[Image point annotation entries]
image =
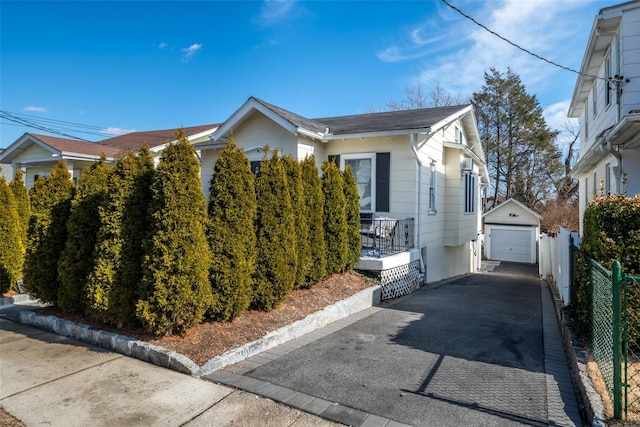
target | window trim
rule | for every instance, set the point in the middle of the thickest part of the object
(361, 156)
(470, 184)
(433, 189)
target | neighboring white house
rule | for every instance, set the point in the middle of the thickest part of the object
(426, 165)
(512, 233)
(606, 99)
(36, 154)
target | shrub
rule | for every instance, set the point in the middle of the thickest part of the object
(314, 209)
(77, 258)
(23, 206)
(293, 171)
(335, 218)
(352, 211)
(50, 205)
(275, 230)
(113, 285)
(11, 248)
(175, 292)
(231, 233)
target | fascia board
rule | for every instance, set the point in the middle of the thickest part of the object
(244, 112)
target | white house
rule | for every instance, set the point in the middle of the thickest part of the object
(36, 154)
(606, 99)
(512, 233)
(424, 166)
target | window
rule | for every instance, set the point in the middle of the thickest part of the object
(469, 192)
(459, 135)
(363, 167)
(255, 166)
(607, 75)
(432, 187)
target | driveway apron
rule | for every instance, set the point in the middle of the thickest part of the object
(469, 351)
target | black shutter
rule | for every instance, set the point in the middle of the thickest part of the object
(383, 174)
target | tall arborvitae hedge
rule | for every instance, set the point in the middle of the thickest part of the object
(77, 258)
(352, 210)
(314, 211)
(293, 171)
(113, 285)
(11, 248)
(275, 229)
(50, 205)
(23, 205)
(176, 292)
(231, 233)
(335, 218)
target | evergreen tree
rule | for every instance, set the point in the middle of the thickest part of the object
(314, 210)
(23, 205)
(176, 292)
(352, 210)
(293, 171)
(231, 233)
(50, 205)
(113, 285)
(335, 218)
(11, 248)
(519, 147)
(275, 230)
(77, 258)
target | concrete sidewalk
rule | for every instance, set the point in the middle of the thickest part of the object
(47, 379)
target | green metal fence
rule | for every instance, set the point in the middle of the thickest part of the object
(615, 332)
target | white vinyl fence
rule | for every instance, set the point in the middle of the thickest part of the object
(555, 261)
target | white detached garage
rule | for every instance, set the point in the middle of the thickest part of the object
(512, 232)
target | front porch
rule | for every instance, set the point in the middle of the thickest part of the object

Exercise instructions: Extract, exactly as they appear, the lines from the one containing "target | green metal fence" through the final line.

Exercise response:
target | green metal fence
rule | for every instance, set the point in the middle of the thickest part of the object
(615, 332)
target | white vinyl fence
rule | for every instance, set the point in the middle of the thickest part of the object
(555, 261)
target | white detached garage
rule | for every instance, set the point in the middle of the thickest part of the object
(512, 232)
target | front porch
rule | for every instance, set the point in the middle of the thickest part of the object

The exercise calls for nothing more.